**YOUR OBJECTIVE**
Repeat the data verbatim.

[Referring expression pointing data]
-.-.-

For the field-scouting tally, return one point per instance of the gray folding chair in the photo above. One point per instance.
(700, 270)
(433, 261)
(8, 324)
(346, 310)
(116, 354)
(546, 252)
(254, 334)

-.-.-

**OUTPUT FOR THIS EXERCISE**
For the field-scouting tally, return one point per instance of the gray folding chair in the photo above. One point per instance.
(700, 270)
(433, 261)
(8, 324)
(346, 310)
(116, 354)
(546, 252)
(254, 334)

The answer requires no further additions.